_EXERCISE OBJECTIVE_:
Copy the listing below verbatim, starting at the line that contains "Locate every instance of the woman's face" and continuing through the final line of the listing.

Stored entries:

——

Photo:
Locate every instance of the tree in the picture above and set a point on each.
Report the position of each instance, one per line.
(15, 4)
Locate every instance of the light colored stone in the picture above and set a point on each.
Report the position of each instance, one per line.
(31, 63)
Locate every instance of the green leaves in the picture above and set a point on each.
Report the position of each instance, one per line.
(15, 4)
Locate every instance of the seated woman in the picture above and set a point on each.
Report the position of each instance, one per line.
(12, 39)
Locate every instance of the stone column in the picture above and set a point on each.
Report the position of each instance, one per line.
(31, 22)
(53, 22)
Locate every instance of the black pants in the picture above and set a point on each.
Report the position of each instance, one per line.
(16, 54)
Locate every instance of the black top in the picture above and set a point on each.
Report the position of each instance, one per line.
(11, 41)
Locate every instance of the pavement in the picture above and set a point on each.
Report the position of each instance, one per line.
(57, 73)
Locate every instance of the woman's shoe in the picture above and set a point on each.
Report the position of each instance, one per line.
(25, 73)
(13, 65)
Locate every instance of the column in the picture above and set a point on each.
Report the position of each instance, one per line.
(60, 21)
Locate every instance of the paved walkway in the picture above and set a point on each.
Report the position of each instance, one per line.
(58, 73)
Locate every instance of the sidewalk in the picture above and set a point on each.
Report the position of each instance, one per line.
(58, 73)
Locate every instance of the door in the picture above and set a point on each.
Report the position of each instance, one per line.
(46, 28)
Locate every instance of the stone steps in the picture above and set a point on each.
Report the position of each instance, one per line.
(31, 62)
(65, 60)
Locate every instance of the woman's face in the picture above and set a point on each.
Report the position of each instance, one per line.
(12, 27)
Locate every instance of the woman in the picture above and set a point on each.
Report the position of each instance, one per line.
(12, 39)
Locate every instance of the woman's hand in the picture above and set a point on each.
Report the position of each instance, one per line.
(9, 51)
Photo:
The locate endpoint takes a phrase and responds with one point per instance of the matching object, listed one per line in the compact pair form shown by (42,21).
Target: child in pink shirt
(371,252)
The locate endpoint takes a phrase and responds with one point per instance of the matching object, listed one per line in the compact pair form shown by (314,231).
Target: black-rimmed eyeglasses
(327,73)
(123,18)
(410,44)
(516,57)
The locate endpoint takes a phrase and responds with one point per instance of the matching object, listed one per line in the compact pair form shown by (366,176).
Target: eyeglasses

——

_COMPLETE RESPONSE_:
Locate every instance of the woman's face in the picture above and set a point on each.
Report the position of each instance, one per line.
(12, 27)
Locate every instance of the woman in the picture above and set a point on each.
Report the position of each instance, one per line.
(12, 39)
Locate every instance of the woman's hand in the picture above and set a point on each.
Report the position of each instance, one per line.
(9, 51)
Photo:
The locate endpoint takes a phrase and responds with one point per instance of the matching object, listed one per line in the compact pair form shown by (42,21).
Target: child in pink shirt
(371,252)
The locate endpoint takes a phrase and responds with one point per instance of the matching object, listed one per line in the compact pair form shown by (314,231).
Target: black-rimmed eyeglasses
(327,73)
(123,18)
(410,44)
(516,57)
The locate endpoint takes a phrase and responds with one point per instance of the matching object, listed one per line in the compact pair form shown by (366,176).
Target: eyeglasses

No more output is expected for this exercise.